WHAT IS NEEDED :: Extract every line below that contains the word "bird".

AVAILABLE DATA ::
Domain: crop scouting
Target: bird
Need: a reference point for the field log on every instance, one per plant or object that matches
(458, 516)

==

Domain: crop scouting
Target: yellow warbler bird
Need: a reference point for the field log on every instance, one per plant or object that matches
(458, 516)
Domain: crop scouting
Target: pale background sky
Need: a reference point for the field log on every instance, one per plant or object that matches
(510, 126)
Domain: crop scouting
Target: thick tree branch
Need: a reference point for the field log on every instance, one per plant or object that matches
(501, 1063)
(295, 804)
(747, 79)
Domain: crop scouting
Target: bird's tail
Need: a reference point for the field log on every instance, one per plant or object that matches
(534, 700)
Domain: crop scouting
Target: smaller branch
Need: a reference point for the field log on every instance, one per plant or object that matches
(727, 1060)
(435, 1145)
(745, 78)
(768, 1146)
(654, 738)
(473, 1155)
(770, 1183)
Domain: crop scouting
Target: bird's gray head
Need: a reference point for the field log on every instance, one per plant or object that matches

--

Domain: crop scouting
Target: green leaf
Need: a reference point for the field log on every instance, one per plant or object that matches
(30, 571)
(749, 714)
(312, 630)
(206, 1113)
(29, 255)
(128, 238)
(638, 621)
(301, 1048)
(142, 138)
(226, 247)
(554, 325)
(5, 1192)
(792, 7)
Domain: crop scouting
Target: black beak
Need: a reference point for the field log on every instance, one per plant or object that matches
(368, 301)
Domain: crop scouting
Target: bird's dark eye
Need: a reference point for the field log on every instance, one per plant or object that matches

FINISHED ANSWER ::
Target: bird
Target: yellow warbler bird
Target: bird's tail
Target: bird's gray head
Target: bird's dark eye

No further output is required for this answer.